RECORDS FOR THE EXERCISE
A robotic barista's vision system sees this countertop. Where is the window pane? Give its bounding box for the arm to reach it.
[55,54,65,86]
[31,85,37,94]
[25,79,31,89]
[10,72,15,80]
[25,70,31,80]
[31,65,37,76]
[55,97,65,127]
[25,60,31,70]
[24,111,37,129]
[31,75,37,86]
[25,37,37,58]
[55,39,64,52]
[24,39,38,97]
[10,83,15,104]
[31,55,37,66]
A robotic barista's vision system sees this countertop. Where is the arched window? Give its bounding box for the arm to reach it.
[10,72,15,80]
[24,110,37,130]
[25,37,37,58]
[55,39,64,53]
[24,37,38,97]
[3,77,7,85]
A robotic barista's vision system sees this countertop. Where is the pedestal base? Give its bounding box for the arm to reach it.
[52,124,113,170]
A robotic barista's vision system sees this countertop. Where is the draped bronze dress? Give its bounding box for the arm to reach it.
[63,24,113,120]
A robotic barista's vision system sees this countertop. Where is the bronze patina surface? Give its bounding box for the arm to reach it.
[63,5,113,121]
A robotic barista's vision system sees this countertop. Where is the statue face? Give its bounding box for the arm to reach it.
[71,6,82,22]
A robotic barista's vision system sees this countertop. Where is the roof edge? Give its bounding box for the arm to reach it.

WRITTEN REQUEST
Repeat the entire listing above word for word, from the first line to the last.

FINAL RESULT
A robotic barista's vision system sees this countertop. Where is the window pane? Give its bounding box for the arm to reach it.
[55,54,65,86]
[31,85,37,94]
[25,79,31,89]
[10,72,15,80]
[25,70,31,80]
[31,65,37,76]
[55,97,65,127]
[25,60,31,70]
[24,111,37,129]
[31,75,37,86]
[25,37,37,58]
[55,39,64,52]
[24,39,38,97]
[10,83,15,104]
[31,55,37,66]
A robotic barista's vision system sees this countertop. Where is the arched window? Give its bounding box for the arm to reach it.
[10,72,15,80]
[24,110,37,130]
[25,37,37,58]
[55,39,64,53]
[24,37,38,97]
[3,77,7,85]
A robotic barista's vision system sees this countertop. Where is the pedestal base? Give its bounding box for the arm to reach it.
[52,124,113,170]
A robotic barista's vision system sees this countertop. Where is the draped bronze dress? Give its bounding box for the arm to reach it.
[63,24,113,120]
A robotic barista's vision system sees this countertop. Where is the bronze patina surface? Give its bounding box for the arm to reach it.
[63,5,113,121]
A robotic barista's vision system sees this countertop. Where is the statue face? Give its bounding box for the arm to reach it.
[71,6,82,22]
A robotic barista's vision system sees this countertop. Where is the roof edge? Give its bounding box for the arm to reach it.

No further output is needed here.